Exercise inputs:
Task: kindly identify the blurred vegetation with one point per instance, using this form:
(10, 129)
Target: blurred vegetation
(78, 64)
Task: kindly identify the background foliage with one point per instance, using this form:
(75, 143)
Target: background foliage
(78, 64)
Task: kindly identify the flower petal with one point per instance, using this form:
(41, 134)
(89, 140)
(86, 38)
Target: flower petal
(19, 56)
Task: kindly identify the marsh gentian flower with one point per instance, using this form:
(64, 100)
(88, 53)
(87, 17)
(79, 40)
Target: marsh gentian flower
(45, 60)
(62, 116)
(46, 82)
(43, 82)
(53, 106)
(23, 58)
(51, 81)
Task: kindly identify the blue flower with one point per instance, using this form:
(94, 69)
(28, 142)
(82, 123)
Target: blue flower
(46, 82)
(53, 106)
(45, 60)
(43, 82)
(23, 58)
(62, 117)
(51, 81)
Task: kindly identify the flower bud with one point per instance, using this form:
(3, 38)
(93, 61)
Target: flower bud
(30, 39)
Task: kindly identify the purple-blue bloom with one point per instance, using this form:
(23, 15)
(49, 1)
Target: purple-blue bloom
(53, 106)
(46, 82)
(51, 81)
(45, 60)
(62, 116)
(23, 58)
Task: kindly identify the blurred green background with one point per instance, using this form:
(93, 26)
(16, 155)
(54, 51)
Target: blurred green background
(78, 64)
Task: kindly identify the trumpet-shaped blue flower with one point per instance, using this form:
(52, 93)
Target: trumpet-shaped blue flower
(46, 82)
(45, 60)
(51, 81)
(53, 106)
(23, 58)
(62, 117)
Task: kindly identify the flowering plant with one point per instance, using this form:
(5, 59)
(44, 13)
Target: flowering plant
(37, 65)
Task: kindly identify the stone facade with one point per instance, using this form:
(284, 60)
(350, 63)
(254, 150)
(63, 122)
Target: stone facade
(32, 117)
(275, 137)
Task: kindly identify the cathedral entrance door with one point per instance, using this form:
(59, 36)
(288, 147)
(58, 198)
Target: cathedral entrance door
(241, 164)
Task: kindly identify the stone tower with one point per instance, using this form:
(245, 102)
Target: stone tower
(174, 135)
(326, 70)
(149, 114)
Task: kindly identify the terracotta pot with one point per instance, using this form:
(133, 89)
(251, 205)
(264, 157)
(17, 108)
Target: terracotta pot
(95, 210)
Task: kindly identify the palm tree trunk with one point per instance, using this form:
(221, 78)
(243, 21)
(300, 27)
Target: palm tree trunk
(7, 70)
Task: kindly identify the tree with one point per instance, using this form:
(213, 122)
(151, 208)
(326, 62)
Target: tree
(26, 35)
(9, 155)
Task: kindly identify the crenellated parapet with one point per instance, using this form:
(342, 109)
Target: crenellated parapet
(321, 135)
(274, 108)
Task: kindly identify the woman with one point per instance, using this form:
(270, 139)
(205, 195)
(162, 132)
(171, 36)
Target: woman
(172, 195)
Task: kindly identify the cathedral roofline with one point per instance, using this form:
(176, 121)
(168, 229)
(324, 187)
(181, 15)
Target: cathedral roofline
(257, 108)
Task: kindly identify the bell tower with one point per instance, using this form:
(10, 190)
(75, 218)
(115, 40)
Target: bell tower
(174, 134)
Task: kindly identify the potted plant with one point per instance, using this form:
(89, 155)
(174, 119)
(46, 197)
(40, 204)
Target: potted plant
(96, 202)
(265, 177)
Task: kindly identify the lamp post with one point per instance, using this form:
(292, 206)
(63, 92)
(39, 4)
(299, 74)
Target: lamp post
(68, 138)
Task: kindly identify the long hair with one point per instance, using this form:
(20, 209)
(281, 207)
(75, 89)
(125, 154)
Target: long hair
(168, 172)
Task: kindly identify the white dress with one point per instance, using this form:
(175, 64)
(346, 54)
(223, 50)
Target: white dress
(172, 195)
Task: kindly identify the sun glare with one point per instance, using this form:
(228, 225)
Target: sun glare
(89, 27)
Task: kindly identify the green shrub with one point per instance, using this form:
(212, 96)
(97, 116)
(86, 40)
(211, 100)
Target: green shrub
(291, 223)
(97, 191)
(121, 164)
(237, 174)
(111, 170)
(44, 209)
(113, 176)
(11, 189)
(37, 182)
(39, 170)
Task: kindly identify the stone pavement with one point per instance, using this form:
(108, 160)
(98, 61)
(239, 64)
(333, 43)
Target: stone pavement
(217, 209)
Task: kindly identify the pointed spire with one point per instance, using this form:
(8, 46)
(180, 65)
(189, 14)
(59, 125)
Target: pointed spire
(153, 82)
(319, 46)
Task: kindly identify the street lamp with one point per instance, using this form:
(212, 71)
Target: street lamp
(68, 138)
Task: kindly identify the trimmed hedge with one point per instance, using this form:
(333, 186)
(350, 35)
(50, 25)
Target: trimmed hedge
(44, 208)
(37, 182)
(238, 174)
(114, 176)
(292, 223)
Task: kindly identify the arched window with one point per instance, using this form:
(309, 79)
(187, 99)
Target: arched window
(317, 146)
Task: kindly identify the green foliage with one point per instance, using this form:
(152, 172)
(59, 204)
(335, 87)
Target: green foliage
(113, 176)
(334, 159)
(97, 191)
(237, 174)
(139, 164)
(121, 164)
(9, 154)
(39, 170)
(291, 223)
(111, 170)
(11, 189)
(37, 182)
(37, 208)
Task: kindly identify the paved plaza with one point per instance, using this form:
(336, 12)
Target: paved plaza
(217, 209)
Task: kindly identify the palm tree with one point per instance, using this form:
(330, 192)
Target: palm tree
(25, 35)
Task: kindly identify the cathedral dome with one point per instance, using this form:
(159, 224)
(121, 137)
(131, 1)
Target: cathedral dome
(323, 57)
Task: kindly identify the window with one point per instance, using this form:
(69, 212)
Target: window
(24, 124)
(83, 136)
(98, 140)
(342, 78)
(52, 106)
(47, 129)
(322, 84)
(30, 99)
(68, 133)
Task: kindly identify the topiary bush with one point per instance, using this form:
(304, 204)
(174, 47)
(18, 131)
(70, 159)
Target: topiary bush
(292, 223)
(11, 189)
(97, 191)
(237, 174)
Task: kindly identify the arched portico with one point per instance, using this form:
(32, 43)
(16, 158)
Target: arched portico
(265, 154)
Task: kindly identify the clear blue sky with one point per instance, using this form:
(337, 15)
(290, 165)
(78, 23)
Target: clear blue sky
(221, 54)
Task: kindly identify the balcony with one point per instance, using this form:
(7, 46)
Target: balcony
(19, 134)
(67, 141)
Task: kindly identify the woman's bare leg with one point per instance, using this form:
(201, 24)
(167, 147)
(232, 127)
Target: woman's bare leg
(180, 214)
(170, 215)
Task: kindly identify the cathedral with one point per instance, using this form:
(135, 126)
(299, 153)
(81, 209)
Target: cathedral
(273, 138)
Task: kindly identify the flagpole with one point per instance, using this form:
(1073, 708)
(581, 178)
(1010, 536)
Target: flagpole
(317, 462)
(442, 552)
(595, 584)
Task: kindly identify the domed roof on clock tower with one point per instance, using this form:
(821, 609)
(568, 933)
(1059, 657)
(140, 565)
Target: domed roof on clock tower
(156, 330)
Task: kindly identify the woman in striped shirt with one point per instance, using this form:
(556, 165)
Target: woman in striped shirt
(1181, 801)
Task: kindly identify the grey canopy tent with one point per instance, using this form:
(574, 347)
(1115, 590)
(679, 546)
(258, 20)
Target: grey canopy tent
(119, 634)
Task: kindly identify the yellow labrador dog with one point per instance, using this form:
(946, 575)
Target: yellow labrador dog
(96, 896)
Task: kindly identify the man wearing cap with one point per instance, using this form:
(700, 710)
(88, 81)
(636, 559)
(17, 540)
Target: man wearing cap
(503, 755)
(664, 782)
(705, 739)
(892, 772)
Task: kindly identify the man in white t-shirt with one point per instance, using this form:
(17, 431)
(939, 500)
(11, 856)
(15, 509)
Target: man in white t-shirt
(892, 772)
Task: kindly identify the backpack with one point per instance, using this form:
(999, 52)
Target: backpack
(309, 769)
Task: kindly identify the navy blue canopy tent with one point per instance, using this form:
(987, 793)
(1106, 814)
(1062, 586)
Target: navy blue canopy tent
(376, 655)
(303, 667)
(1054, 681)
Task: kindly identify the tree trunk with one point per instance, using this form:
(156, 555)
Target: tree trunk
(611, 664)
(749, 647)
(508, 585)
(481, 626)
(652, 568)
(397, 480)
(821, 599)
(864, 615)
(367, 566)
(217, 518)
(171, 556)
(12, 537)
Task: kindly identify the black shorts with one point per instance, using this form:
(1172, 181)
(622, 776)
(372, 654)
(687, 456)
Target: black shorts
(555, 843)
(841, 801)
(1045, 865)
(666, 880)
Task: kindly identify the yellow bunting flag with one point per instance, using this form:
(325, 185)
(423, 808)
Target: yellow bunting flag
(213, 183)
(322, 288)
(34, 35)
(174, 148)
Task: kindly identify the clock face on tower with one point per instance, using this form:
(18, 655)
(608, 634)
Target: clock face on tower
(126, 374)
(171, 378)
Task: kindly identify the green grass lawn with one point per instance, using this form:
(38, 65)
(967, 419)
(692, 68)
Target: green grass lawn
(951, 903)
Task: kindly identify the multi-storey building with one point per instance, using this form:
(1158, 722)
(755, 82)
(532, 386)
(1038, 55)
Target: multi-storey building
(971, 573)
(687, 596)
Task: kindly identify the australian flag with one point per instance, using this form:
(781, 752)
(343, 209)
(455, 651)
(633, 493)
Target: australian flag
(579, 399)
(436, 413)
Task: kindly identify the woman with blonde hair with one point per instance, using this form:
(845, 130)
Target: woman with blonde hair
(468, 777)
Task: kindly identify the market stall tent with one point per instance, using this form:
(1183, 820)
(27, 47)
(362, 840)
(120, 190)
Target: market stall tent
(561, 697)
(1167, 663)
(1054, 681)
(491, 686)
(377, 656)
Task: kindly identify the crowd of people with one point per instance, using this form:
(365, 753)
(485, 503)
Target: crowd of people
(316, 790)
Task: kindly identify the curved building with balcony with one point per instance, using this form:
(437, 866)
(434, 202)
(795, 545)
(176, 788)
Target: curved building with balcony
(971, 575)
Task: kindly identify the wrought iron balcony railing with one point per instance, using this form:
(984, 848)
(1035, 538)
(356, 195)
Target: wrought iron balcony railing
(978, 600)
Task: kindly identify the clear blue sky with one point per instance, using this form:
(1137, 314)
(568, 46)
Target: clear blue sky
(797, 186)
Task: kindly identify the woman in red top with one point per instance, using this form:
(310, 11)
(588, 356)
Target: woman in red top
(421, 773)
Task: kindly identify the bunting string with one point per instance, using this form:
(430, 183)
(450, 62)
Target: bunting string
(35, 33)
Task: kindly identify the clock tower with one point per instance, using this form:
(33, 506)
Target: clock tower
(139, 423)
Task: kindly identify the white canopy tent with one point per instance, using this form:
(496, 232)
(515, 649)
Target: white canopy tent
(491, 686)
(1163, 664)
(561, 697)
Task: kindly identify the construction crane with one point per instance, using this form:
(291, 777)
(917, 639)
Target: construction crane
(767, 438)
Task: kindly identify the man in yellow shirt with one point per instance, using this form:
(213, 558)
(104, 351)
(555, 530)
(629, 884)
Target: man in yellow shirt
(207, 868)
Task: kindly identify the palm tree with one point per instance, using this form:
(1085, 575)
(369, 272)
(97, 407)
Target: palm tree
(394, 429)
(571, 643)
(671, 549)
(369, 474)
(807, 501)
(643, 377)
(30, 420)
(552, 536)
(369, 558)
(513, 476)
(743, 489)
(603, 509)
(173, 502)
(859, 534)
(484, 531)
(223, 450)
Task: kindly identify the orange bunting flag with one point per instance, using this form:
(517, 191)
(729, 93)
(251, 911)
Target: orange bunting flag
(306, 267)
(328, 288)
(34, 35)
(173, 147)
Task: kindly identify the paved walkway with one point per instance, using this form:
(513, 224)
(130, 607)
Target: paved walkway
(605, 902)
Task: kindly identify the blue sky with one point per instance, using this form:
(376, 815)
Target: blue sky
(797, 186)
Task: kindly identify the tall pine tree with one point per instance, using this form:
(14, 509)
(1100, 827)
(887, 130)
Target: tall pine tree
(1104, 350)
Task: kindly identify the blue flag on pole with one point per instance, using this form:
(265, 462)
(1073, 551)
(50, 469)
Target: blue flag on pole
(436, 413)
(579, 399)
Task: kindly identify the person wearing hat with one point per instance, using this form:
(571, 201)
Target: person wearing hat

What the exercise asks:
Using the data above, reproduce exactly the lines from the line that contains "Task: kindly identify the long" through the line that contains "Task: kindly identify the pointed", including both.

Output of the exercise:
Task: kindly identify the long hair with one point per instance, using this form:
(20, 209)
(281, 207)
(75, 89)
(125, 154)
Target: long hair
(168, 172)
Task: kindly identify the white dress with one point per instance, using this form:
(175, 64)
(346, 54)
(223, 50)
Target: white dress
(172, 195)
Task: kindly identify the sun glare with one point per instance, using this form:
(228, 225)
Target: sun glare
(89, 27)
Task: kindly identify the green shrub with one point per instance, using this form:
(212, 96)
(97, 116)
(86, 40)
(211, 100)
Target: green shrub
(291, 223)
(97, 191)
(121, 164)
(237, 174)
(111, 170)
(44, 209)
(113, 176)
(11, 189)
(37, 182)
(39, 170)
Task: kindly identify the stone pavement with one point per instance, using this form:
(108, 160)
(98, 61)
(239, 64)
(333, 43)
Target: stone pavement
(217, 209)
Task: kindly identify the pointed spire with one point per instance, using this form:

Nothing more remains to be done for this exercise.